TASK 1:
In the news excerpt below, condense the paragraph that begins "Wesley LePatner, an executive at Blackstone" into one shorter sentence that keeps its main facts.
TASK 2:
Using the news excerpt below, answer these questions:
(a) At what address is the office building the man with the rifle walks into?
(b) How old was Wesley LePatner?
(c) Which award did the UJA Federation of New York give her in 2023?
TASK 3:
Extend the news excerpt below about the Midtown Manhattan shooting, picking up after its final sentence.

TEXT SEGMENT:
┄┄┄┄┄┄┄┄┄┄

A man holding a rifle walks into an office building at 345 Park Avenue shortly before a shooting that killed several people, in the Midtown Manhattan district of New York City, US, July 28, 2025, in a still image taken from surveillance video. Photo: Surveillance Camera/Handout via REUTERS

Wesley LePatner, an executive at Blackstone and a Jewish communal leader, was one of the victims of the mass shooting in Midtown Manhattan on Monday that killed four people and wounded a fifth in addition to the shooter, who died by suicide.

LePatner, 43, was an active member of the Jewish community and served on the UJA Federation of New York’s board of directors, which said it is “devastated by the tragic loss.”

“Wesley was extraordinary in every way — personally, professionally, and philanthropically,” the federation wrote in a statement on Tuesday. “An exceptional leader in the financial world, she brought thoughtfulness, vision, and compassion to everything she did. In 2023, we honored her with the Alan C. Greenberg Young Leadership Award at our Wall Street Dinner, recognizing her commitment to our community and her remarkable achievements, all the more notable as a woman in a traditionally male-dominated field.”

┄┄┄┄┄┄┄┄┄┄

INPUT DATA:

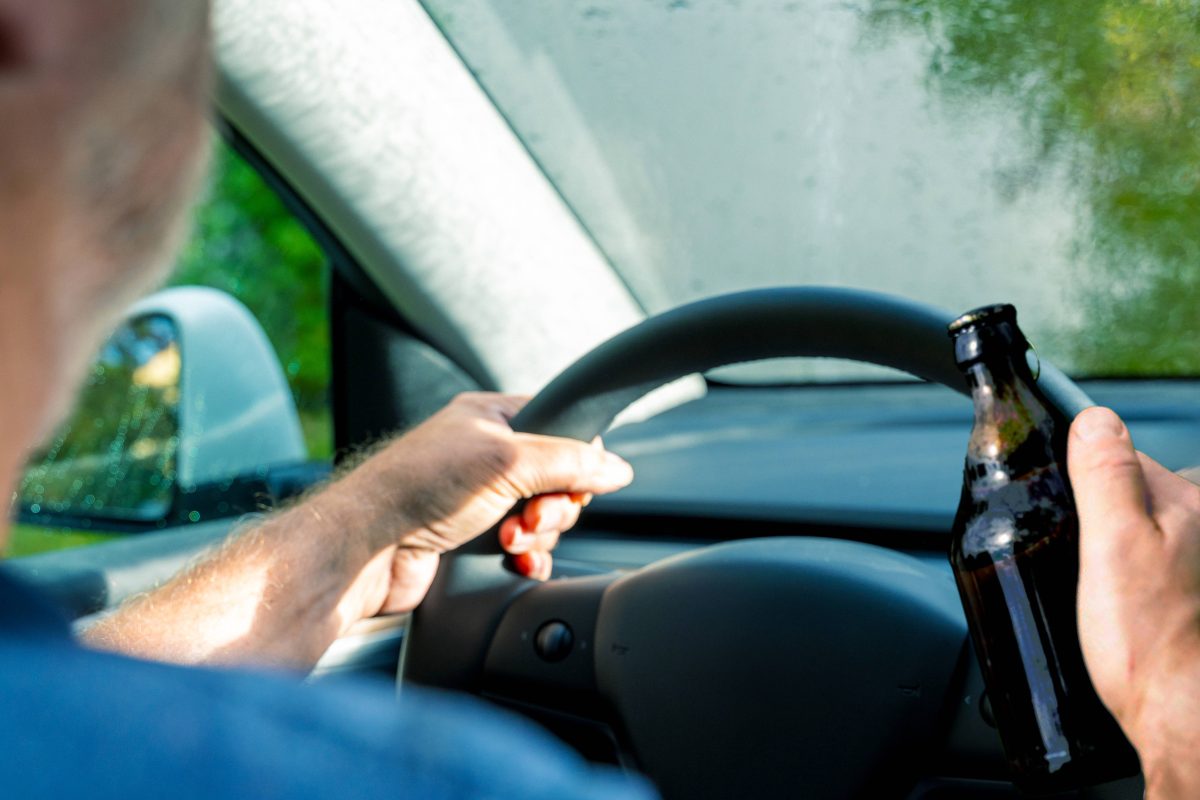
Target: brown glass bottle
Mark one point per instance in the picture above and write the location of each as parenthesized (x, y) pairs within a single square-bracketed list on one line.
[(1015, 558)]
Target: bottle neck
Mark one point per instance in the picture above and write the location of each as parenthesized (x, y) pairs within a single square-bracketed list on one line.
[(1007, 410)]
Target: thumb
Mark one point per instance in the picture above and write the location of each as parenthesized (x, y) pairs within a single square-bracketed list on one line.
[(553, 464), (1105, 474)]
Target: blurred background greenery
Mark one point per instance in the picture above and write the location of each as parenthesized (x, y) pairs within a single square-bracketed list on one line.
[(245, 242), (1110, 94)]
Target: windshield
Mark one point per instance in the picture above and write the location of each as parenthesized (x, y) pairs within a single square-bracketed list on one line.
[(953, 151)]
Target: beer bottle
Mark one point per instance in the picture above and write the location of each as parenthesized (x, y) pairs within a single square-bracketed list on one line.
[(1015, 558)]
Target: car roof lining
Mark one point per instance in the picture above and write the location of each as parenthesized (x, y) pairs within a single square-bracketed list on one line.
[(421, 181)]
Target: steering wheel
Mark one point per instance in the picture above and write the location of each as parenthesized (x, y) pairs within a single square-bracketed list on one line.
[(777, 667)]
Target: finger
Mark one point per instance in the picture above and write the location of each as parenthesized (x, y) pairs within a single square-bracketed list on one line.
[(547, 464), (1105, 475), (516, 540), (551, 512), (492, 405), (1174, 501), (534, 564)]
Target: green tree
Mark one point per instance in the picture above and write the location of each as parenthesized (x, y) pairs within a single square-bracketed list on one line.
[(246, 242), (1110, 89)]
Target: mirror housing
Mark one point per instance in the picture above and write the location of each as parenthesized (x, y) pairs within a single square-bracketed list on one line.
[(237, 415), (186, 415)]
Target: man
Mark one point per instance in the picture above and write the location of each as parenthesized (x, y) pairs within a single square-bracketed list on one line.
[(101, 124)]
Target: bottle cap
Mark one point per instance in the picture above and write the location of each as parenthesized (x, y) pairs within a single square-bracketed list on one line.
[(983, 316), (990, 329)]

┄┄┄┄┄┄┄┄┄┄

ANSWER SECTION 1:
Blackstone executive and Jewish communal leader Wesley LePatner was among the four people killed in Monday's Midtown Manhattan mass shooting, which also wounded a fifth person and ended with the shooter's suicide.

ANSWER SECTION 2:
(a) 345 Park Avenue
(b) 43
(c) The Alan C. Greenberg Young Leadership Award

ANSWER SECTION 3:
In her acceptance speech, LePatner said, “Never in my wildest imagination could I have believed that I would be up on this stage two decades later [after attending her first UJA Wall Street dinner]. UJA has many super-powers, but its most important in my view is its power to create a sense of community and belonging, and that ability to create a sense of community and belonging matters now more than ever.”

She also explained that “UJA stepped in early and fixed my feeling out of place by connecting me with senior Goldman Sachs women who were further along in their careers and personal lives, but equally committed to their Jewish community and identity.”

“I was an American,” she said, “but I was first and foremost Jewish.”

LePatner was also a supporter of Israel, leading a solidarity mission with UJA after Hamas’s Oct. 7, 2023, invasion of and massacre across southern Israel.

“In the wake of Oct. 7, Wesley led a solidarity mission with UJA to Israel, demonstrating her enduring commitment in Israel’s moment of heartache,” the UJA Federation of New York said in its statement. “She lived with courage and conviction, instilling in her two children a deep love for Judaism and the Jewish people.”

In addition to serving on the board of directors of the New York UJA, she was also on the board of trustees at The Abraham Joshua Heschel School — a pluralistic Jewish day school in New York. The Forward reported that school representatives wrote in an email that “there are no right words for this unfathomable moment of pain and loss.”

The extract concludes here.